PAGE TEXT ->
The Torah mentions (in Parsha Yitro) that Torah was given at Mount Sinai in the third month of the Jews leaving Egypt. The text alone seems to be no more than chronological info, a data point. But the Talmud (in tractate Shabbos) makes a bigger deal of the fact that it was specifically the third month, as the number 3 has Torah significance. Rabbeynu Nissim, an on-the-page Talmud commentary printed on some tractates goes to town with this. He finds all types of connections between Torah and the number 3, some meaningful, some seemingly trivial, a whole long list of 3’s. 

But wouldn’t we be able to do the same with number 1? or number 4? or 7? Couldn’t we find relevant trivia to find the significance of each of these numbers to Torah? Why the big focus on number 3?

SHORT TASK 1 ->
Answer these from the passage on the number 3:
(a) In which month after the Jews left Egypt was the Torah given at Mount Sinai?
(b) In which tractate does the Talmud make a bigger deal of that month?
(c) Which other numbers does the writer ask about?
The passage about the number 3 and the listing are separate material.

SUPPLIED RECORDS ->
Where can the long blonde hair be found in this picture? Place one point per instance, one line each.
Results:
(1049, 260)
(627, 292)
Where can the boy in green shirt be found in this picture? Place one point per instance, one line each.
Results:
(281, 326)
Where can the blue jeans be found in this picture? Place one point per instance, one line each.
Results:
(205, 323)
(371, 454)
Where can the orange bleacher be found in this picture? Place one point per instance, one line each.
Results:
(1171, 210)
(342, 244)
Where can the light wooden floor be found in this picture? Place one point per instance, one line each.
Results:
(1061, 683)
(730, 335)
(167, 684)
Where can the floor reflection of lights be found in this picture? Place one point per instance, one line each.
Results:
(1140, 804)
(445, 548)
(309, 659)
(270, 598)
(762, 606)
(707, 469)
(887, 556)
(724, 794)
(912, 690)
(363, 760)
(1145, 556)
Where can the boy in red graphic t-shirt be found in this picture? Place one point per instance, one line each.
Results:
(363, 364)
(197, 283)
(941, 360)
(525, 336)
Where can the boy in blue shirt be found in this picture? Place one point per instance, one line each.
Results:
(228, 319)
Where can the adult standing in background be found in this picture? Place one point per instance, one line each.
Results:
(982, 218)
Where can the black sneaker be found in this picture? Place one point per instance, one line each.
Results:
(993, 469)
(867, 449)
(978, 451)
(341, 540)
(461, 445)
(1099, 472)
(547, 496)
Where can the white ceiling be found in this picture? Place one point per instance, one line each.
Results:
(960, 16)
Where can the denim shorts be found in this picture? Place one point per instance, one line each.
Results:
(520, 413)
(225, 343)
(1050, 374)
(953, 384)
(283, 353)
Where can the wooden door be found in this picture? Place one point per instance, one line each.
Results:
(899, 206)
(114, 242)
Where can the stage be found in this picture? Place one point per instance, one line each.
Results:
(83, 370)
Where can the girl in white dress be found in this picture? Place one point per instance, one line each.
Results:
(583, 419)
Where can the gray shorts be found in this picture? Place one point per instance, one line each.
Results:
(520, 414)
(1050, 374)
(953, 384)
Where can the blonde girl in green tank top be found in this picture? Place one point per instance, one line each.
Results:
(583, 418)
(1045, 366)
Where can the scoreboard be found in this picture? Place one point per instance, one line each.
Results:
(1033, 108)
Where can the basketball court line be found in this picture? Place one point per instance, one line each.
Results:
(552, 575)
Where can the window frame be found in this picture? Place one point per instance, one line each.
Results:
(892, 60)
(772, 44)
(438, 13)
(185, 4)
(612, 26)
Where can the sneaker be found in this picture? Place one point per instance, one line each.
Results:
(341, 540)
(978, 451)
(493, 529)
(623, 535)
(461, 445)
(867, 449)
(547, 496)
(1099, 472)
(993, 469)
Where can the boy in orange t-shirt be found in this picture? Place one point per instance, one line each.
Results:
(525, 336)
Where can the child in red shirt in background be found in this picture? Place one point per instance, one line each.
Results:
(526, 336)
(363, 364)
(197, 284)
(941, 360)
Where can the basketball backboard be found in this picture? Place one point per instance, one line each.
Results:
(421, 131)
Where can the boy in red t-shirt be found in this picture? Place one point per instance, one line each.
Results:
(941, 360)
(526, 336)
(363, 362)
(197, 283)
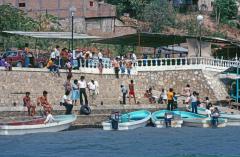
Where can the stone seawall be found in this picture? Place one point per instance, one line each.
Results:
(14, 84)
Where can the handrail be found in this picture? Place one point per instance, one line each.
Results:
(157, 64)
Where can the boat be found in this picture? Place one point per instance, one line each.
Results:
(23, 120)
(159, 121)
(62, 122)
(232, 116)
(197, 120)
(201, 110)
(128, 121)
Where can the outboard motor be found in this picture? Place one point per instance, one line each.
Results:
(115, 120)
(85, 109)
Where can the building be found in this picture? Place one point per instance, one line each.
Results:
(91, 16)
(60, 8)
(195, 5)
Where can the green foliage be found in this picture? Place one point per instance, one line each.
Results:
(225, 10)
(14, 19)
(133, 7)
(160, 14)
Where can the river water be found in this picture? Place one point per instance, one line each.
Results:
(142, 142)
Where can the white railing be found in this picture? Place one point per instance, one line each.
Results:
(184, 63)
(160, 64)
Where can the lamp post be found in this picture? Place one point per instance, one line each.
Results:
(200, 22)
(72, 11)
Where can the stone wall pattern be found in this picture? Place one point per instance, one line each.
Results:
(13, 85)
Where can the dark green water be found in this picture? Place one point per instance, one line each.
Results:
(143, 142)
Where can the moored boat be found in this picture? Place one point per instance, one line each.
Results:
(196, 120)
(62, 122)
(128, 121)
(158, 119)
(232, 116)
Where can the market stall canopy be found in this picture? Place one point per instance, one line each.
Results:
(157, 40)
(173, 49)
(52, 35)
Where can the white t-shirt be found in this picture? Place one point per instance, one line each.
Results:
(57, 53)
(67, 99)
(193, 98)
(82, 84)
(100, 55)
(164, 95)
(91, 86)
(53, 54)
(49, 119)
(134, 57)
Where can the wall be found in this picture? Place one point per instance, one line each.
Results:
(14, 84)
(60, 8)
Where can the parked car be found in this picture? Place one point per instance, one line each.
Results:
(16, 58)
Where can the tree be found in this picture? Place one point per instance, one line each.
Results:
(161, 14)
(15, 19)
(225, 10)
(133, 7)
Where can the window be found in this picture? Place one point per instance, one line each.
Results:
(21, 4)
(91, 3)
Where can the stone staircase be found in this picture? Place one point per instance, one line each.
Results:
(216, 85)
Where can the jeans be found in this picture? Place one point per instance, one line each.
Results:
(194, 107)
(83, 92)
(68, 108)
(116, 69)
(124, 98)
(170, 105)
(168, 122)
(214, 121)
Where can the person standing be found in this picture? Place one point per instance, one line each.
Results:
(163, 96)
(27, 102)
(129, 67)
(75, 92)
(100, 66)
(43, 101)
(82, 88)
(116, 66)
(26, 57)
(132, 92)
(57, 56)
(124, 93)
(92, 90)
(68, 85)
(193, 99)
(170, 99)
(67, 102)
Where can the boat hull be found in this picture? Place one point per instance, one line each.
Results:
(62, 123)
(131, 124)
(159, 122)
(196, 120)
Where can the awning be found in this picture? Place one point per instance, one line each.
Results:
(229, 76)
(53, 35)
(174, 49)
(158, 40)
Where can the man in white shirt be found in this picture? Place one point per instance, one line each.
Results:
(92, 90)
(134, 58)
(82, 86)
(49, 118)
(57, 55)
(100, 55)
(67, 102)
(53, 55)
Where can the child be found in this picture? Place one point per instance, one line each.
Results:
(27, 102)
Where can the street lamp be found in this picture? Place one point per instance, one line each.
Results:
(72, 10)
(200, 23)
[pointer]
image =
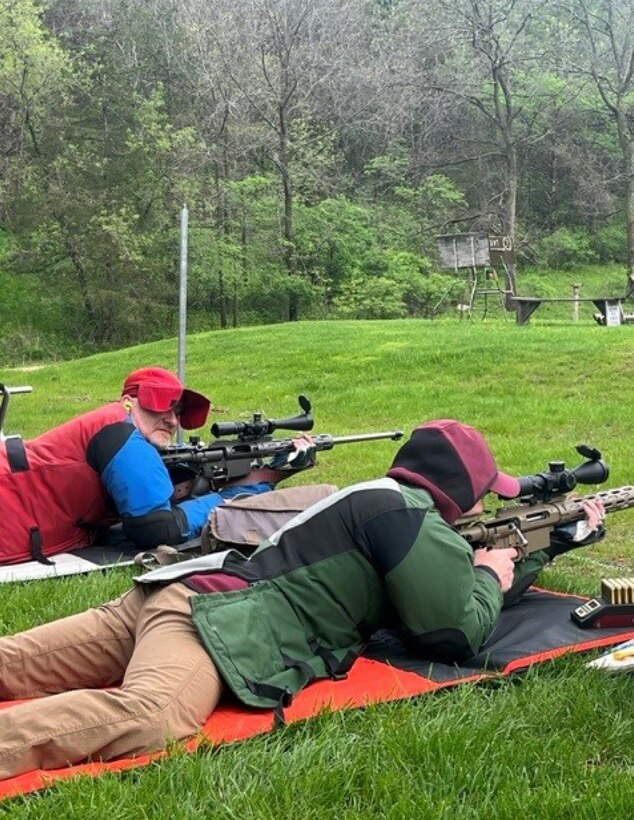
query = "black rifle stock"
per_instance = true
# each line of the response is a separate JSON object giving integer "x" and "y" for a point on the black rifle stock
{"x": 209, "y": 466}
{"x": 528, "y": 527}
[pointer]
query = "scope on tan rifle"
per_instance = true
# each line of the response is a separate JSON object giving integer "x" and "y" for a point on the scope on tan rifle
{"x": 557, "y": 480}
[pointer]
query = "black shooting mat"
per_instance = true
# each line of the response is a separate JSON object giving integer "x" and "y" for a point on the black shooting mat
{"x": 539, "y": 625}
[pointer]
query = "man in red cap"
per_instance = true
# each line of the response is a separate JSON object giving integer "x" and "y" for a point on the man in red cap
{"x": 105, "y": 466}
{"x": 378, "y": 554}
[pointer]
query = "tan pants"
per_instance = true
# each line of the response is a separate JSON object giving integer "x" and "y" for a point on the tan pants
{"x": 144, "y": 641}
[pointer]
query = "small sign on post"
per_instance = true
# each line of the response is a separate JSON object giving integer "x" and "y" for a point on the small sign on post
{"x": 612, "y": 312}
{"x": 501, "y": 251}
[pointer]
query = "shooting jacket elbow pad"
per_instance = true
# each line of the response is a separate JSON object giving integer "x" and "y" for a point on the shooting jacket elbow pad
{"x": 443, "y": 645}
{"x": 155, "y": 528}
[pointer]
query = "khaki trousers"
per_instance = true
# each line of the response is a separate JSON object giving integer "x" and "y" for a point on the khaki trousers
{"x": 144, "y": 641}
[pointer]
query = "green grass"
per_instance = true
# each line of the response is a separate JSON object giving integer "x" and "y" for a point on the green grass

SHORT TASK 2 -> Multiply every coordinate in the answers of the listing by 2.35, rounding to whole numbers with halves going up. Give the lines again, requests included, from the first line of the listing up to and including the line with "(1145, 556)", and give only those lines.

FULL OUTPUT 1 ->
(a) The third month.
(b) Shabbos.
(c) The numbers 1, 4, and 7.

FULL OUTPUT 2 ->
Where can the long blonde hair be found in this picture? Place one point per instance, one line each.
Results:
(2465, 611)
(1473, 686)
Where can the boy in green shirt be found in this picture? Place one point per instance, one line each.
Results:
(660, 766)
Where can the blue jeans be found in this picture? Place one point per instance, one line each.
Results:
(482, 759)
(872, 1067)
Where can the orange bleacher be found in this picture? Place one point per instance, one line each.
Results:
(2752, 494)
(804, 573)
Where can the light wooden floor be found in this picture? Place one point per instance, one line each.
Results:
(2493, 1605)
(1716, 787)
(392, 1607)
Where can the floor reflection of lights be found in this picture? Place one point per instance, one line each.
Results:
(2679, 1889)
(1046, 1288)
(726, 1549)
(635, 1405)
(1791, 1424)
(1661, 1102)
(2084, 1307)
(1701, 1866)
(2143, 1622)
(853, 1786)
(2691, 1307)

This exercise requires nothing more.